• _SET PROBLEM_
Write out every line of the data below again, requests included, and shift each answer coordinate by adding 35 to both its x and y values. Omit the pictures from your output.

• _DATA SHOWN_
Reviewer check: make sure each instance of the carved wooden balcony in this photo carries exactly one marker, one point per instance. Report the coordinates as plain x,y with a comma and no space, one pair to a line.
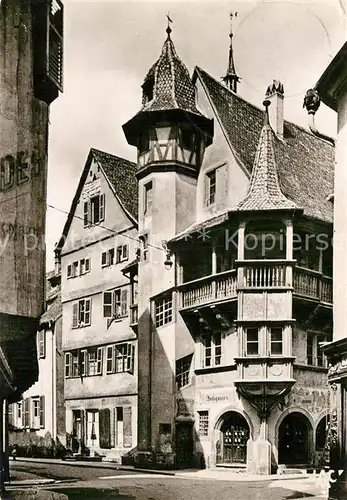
208,290
313,285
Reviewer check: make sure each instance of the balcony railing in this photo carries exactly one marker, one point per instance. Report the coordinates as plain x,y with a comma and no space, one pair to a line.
213,288
256,275
134,315
264,274
312,284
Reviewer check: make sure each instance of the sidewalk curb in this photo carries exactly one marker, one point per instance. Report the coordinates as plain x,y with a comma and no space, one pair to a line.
193,475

• _PROBLEM SOLUTION_
Reviewer check: make sure each instance of the carved wooden balcony in this photo carries exactly one marker, one point per instance. Report the coordinates as plain x,y with a comma and no space, one pair to a line.
243,325
348,320
Reviewer check: make sure each instance of the balcony railing in this photo carries exactly one marker, one point per instance. Report the coordinates as plain x,y with a comma and no space, one pair to a line.
248,323
291,310
169,350
299,309
347,319
Reviewer check: make sure each instance of the sidewalk curb in this photo carries exactly one marker, one point per instance. Report the coordinates as plain x,y with a comma and no space, one pair to a line.
228,510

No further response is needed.